• [What the exercise asks]: Go through the entries below and write each one out exactly.

• [Listed entries]:

"""

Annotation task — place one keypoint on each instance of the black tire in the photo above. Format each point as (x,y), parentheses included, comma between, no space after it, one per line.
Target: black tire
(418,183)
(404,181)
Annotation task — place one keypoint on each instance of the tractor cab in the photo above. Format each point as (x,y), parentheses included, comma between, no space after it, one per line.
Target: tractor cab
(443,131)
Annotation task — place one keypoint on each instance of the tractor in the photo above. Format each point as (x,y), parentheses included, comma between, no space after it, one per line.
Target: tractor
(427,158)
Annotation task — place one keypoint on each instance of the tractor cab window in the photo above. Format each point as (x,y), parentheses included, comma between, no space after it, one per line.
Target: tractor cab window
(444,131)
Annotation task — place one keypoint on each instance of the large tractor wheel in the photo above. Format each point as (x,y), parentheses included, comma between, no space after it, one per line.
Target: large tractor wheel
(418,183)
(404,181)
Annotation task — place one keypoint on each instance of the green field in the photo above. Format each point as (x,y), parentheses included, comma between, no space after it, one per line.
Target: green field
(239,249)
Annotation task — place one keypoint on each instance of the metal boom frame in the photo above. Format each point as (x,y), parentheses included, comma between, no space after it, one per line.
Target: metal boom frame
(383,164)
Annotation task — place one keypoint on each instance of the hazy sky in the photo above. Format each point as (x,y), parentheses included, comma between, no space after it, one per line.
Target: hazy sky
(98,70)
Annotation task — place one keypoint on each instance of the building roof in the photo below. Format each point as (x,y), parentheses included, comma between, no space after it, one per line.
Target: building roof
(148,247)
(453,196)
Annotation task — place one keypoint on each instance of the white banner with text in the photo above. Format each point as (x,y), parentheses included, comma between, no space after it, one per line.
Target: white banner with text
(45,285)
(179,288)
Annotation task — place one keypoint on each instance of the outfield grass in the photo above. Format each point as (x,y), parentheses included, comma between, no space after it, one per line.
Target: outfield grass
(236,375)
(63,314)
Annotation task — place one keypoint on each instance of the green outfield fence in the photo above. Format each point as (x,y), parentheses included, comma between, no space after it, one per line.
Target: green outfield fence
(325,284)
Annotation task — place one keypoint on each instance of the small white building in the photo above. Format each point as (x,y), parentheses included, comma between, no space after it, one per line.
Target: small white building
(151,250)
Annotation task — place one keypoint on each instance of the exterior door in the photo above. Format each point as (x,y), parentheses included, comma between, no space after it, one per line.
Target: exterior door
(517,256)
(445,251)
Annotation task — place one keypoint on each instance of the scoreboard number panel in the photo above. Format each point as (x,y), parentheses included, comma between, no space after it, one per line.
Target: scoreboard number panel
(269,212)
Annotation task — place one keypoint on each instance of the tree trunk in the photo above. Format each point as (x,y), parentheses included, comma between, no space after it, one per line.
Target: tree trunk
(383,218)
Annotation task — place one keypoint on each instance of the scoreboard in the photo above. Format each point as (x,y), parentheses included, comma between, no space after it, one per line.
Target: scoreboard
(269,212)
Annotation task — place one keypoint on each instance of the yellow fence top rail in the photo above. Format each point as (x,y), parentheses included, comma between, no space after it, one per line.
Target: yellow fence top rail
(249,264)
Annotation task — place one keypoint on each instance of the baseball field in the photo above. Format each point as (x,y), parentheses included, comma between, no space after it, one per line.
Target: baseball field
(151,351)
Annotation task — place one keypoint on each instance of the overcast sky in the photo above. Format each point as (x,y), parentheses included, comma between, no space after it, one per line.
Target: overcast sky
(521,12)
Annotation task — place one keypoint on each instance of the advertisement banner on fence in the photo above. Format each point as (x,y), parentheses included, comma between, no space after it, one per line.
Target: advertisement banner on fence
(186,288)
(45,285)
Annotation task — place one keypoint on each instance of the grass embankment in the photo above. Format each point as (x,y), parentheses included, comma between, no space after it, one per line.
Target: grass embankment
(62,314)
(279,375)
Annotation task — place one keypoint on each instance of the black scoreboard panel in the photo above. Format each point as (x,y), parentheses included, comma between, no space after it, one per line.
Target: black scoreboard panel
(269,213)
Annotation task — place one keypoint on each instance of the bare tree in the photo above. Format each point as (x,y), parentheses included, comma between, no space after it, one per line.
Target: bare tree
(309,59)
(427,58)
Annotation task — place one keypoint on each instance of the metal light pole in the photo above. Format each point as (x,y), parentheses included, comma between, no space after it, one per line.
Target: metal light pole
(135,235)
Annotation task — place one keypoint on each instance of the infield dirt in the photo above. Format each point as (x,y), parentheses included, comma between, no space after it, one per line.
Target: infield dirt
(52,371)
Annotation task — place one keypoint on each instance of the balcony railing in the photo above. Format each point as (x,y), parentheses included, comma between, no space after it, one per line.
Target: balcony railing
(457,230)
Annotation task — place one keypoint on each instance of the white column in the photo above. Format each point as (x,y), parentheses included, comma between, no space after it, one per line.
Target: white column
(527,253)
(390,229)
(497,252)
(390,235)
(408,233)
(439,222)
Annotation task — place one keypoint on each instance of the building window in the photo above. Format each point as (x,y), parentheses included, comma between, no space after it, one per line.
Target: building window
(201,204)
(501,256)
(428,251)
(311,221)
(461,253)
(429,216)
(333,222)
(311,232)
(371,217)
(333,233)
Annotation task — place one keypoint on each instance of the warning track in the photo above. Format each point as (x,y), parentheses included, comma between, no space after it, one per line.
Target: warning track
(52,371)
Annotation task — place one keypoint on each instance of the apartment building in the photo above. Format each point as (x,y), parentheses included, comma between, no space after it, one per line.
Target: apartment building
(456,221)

"""

• [Answer below]:
Annotation task — place one keypoint on each instance of the black tire in the photo above. Format each point as (x,y), parentheses included, comma between, no space after it, one per line.
Target: black tire
(418,183)
(404,181)
Annotation task — place one keypoint on each instance of the tractor cab in the photo above. Format each point as (x,y), parentheses included, comma between, no space after it, one per line.
Target: tractor cab
(443,131)
Annotation task — place one keypoint on each instance of the tractor in the photo above. Format each point as (x,y), parentheses included, comma between, no space after it, one per line.
Target: tractor
(427,158)
Annotation task — place one keypoint on each instance of the tractor cab window in the photo above. Format each point as (x,y), parentheses included, comma between, no space after it, one per line.
Target: tractor cab window
(444,131)
Annotation task — place one keypoint on each instance of the large tractor wheel in the photo above. Format each point as (x,y), parentheses included, comma between, no space after it, one per line.
Target: large tractor wheel
(418,183)
(404,181)
Annotation task — place one keypoint on each instance of the green field in the photo above. Format each point as (x,y), parentheses included, comma between, no space after it, one per line.
Target: green field
(239,249)
Annotation task — place one keypoint on each instance of the metal boom frame in the photo above. Format each point as (x,y), parentheses included, comma between, no space after it, one per line.
Target: metal boom frame
(383,164)
Annotation task — place one keypoint on each instance of the hazy sky in the photo above. Format each point as (x,y), parentheses included, comma between, no space after it, one per line.
Target: hazy sky
(98,70)
Annotation task — place one keypoint on each instance of the building roof in the photo below. Format each point as (x,y), parentheses included, comma between, no space after it, one per line.
Target: building roof
(148,247)
(453,196)
Annotation task — place one keypoint on each instance of the white banner with text in the photo above. Format each point as (x,y), parentheses included, comma between, no space after it, one per line.
Target: white banner with text
(45,285)
(179,288)
Annotation task — place one keypoint on each instance of the outfield grass in the photo above. Format each point as (x,y), parentheses included, comma between, no space after it, one per line.
Target: outfield grass
(236,375)
(63,314)
Annotation task — place one keypoint on each instance of the green outfield fence in the photo above. Format each point as (x,y), parentheses included, comma between, no space after it, one per line.
Target: green outfield fence
(325,284)
Annotation task — place one keypoint on each instance of the small white building in the photo above. Format each point as (x,y), parentheses included, comma between, no space after it, one per line.
Target: small white building
(151,250)
Annotation task — place one keypoint on each instance of the exterior door in the photo above. Format each point as (x,y), parentheses included, comma between, no space after it, one per line.
Target: exterior door
(517,256)
(445,251)
Annotation task — place one keypoint on each instance of the scoreboard number panel in the photo above. Format each point as (x,y), parentheses included, comma between, no space after it, one per line.
Target: scoreboard number panel
(269,212)
Annotation task — place one keypoint on each instance of the tree trunk in the photo above. Format each point as (x,y), parentheses included, comma between, no space after it, one per line.
Target: tree trunk
(383,218)
Annotation task — place one keypoint on each instance of the scoreboard in the photo above. Format each point as (x,y), parentheses included, comma between, no space after it, one per line.
Target: scoreboard
(269,212)
Annotation task — place one keypoint on each instance of the yellow fence top rail in the photo above. Format each point as (x,y), parentheses included, comma between, no space after it, one per line.
Target: yellow fence top rail
(249,264)
Annotation task — place one keypoint on each instance of the baseball field in the photo above. Format each point as (x,y), parentheses included, comma between, no space after it, one per line.
Target: baseball field
(151,351)
Annotation task — place one keypoint on each instance of the overcast sky in the photo above. Format each point as (x,y), parentheses included, comma between, no space after it, one per line.
Target: overcast sky
(521,12)
Annotation task — place one keypoint on each instance of the advertisement banner on fence in the photo above. Format each point as (x,y), parentheses included, comma between, no space after it, one per line.
Target: advertisement banner on fence
(186,288)
(45,285)
Annotation task — place one keypoint on each instance of the grass embankment in the photo above. Format each point as (x,y), parentheses included, comma between, no space after it, one per line.
Target: grass embankment
(62,314)
(279,375)
Annotation task — place one keypoint on each instance of the black scoreboard panel in the photo above. Format each point as (x,y), parentheses included, comma between, no space after it, one per line.
Target: black scoreboard panel
(269,213)
Annotation task — place one keypoint on each instance of the bare tree in the photo above. Format each point as (x,y), parentheses included, comma between, no space after it, one per line.
Target: bare tree
(309,59)
(427,58)
Annotation task — place one keypoint on each instance of the metal light pole in the photo above. Format each point as (x,y), parentheses included, comma between, no space after it, one per line.
Target: metal light pole
(135,235)
Annotation task — place one keypoint on each instance of the infield dirt in the photo above. Format each point as (x,y), parentheses included, comma between, no space after it, one per line.
Target: infield dirt
(52,371)
Annotation task — place one keypoint on each instance of the balcony railing in the photo above. Format each point as (x,y), parentheses included, comma between, no space after it, one per line.
Target: balcony railing
(457,230)
Annotation task — place one keypoint on each instance of the white column in the photo above. Format each point as (x,y), parentheses included, comma between, no space after it, one per line.
Target: white column
(527,253)
(390,229)
(497,252)
(390,235)
(408,233)
(439,222)
Annotation task — place one keypoint on each instance of the building window in the photo above. Format each point as (x,y), parentheses included, comma between, no space after it, one per line.
Target: building window
(201,204)
(501,256)
(428,251)
(311,221)
(461,253)
(429,216)
(333,222)
(311,232)
(371,217)
(333,233)
Annotation task — place one keypoint on each instance of the warning track in the photo above. Format each point as (x,y), parentheses included, comma between, no space after it, one per line.
Target: warning track
(52,371)
Annotation task — place one keypoint on each instance of the apartment building in the photo above. Format each point as (x,y), parentheses included, comma between, no space after it, one per line.
Target: apartment building
(456,221)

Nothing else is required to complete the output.